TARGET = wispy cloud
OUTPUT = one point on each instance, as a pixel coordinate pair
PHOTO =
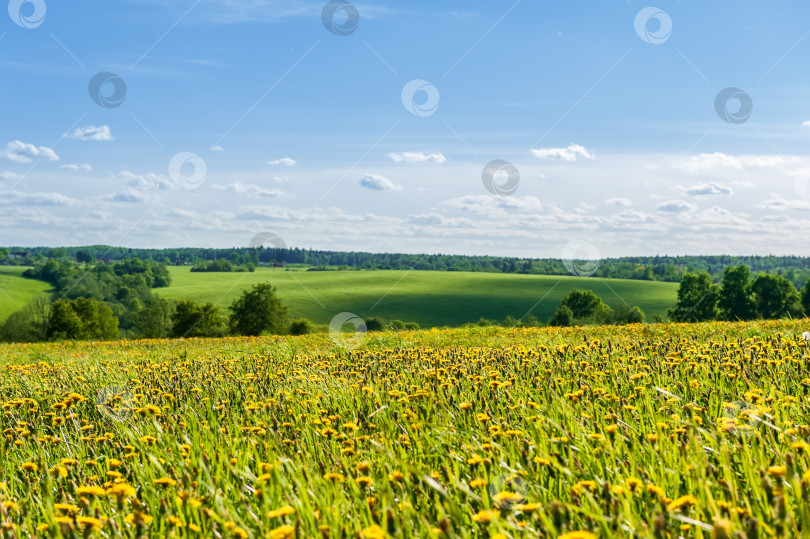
(676, 206)
(249, 190)
(566, 154)
(86, 168)
(284, 162)
(778, 203)
(101, 133)
(37, 199)
(709, 161)
(707, 189)
(150, 180)
(379, 183)
(417, 157)
(21, 152)
(130, 196)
* * *
# WORK INSTRUCTIONS
Reproduce every line of the material precisely, omitting its pictures.

# RESPONSE FOR THIS EXERCISE
TARGET = wispy cloud
OUTPUT = one point on each instance, as a pixel coordinate pair
PHOTO =
(676, 206)
(249, 190)
(566, 154)
(86, 168)
(284, 162)
(778, 203)
(101, 133)
(37, 199)
(709, 161)
(707, 189)
(150, 180)
(379, 183)
(417, 157)
(21, 152)
(130, 196)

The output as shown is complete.